- **WHAT THE EXERCISE ASKS**:
The answer must be a single number: the count of lines in the records below that contain the word "your".

- **RECORDS SUPPLIED**:
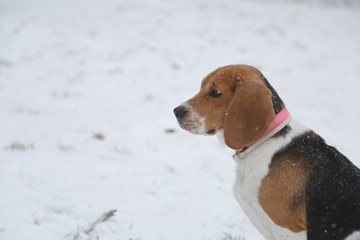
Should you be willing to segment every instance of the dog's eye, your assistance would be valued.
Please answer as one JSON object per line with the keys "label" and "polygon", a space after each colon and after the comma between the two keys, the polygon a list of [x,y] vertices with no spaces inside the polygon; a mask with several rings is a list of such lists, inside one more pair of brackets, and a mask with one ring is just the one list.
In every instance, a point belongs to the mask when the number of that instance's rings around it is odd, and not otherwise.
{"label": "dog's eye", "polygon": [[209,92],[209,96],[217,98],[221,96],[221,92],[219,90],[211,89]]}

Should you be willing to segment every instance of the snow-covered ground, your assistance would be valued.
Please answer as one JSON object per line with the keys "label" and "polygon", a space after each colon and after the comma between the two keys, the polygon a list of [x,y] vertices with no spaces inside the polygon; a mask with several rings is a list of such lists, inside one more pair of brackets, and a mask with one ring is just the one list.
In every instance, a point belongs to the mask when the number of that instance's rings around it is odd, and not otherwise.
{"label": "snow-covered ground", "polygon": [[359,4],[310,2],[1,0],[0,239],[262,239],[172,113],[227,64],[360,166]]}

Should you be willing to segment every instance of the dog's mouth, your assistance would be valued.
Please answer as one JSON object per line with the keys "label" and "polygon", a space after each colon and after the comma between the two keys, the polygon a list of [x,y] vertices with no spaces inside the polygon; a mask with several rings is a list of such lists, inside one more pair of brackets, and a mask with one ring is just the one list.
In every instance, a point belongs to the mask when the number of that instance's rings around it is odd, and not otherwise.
==
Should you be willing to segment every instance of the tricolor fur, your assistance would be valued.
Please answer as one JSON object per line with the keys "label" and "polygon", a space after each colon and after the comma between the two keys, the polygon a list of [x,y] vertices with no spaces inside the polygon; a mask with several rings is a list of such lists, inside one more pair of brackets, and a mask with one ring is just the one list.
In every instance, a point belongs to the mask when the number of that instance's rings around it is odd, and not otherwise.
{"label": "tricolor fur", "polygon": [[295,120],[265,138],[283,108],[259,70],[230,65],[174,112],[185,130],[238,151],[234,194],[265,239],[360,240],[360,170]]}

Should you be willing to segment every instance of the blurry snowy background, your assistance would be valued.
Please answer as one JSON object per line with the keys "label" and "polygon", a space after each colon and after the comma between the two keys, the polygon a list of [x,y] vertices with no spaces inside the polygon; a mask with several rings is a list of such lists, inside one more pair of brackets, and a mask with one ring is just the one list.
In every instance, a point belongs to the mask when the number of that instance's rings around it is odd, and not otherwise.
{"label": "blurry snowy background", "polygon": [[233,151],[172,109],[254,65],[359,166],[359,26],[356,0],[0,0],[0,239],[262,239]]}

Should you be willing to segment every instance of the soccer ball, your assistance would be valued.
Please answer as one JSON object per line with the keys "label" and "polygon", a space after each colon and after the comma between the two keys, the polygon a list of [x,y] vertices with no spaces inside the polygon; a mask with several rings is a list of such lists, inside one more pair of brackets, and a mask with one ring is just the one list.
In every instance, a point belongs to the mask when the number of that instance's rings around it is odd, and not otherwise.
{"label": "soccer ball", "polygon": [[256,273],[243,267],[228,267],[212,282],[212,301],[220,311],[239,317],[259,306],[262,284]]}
...
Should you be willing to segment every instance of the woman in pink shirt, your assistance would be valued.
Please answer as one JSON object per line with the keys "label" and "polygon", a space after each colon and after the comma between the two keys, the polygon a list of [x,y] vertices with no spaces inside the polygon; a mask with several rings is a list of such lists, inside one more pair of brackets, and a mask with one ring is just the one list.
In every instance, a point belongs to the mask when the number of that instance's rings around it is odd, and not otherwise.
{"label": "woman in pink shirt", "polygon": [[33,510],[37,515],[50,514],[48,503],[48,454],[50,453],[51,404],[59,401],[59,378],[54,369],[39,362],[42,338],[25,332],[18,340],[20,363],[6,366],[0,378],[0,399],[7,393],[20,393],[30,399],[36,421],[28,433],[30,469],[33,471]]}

- **PROBLEM SOLUTION**:
7